(Exercise brief) Repeat exactly the line containing "Could I trouble you to find the white" and every line after it in the entries, and nothing besides.

(Dataset entries)
■ ■ ■ ■

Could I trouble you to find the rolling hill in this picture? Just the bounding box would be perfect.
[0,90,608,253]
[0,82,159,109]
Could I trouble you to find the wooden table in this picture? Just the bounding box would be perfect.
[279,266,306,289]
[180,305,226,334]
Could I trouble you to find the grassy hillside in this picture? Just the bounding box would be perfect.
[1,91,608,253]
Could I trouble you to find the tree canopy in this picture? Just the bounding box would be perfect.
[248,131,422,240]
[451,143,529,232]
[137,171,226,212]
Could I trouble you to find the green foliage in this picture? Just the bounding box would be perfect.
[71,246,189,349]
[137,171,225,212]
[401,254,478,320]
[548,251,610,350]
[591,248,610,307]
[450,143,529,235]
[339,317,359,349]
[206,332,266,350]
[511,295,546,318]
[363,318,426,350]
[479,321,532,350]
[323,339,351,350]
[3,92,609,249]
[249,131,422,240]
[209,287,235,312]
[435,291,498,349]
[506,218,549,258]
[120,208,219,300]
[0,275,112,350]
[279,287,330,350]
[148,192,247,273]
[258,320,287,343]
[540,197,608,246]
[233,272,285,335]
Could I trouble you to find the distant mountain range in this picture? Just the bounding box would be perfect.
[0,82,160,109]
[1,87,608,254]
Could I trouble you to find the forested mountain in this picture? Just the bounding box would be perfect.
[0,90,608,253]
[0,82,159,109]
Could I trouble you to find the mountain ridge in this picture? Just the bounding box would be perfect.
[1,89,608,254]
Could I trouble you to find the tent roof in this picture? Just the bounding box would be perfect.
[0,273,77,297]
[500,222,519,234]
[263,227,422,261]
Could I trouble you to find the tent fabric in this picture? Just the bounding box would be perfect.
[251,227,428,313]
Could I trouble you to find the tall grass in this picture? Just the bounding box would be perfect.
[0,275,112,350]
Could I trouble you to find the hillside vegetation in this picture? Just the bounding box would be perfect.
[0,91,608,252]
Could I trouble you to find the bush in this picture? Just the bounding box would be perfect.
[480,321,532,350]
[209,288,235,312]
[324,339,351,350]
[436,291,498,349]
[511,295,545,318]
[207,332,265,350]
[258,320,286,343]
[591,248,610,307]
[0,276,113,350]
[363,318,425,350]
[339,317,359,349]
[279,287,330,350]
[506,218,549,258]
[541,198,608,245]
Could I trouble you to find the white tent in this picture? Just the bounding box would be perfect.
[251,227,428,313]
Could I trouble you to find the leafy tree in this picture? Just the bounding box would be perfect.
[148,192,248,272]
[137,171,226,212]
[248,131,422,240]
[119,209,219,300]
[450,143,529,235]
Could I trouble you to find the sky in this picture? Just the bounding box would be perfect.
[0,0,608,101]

■ ■ ■ ■

(Result of this task)
Could I trouble you to find the white tent in this picture? Just the bounding box would be perfect.
[251,227,428,313]
Could I trouble you to find the leafy tree in this picture? Just the bounding box would be perfect.
[148,192,248,272]
[137,171,226,212]
[248,131,422,240]
[119,209,219,300]
[450,143,529,235]
Could I trouble you to find the sky in this picture? Just the bounding box would be perfect.
[0,0,608,101]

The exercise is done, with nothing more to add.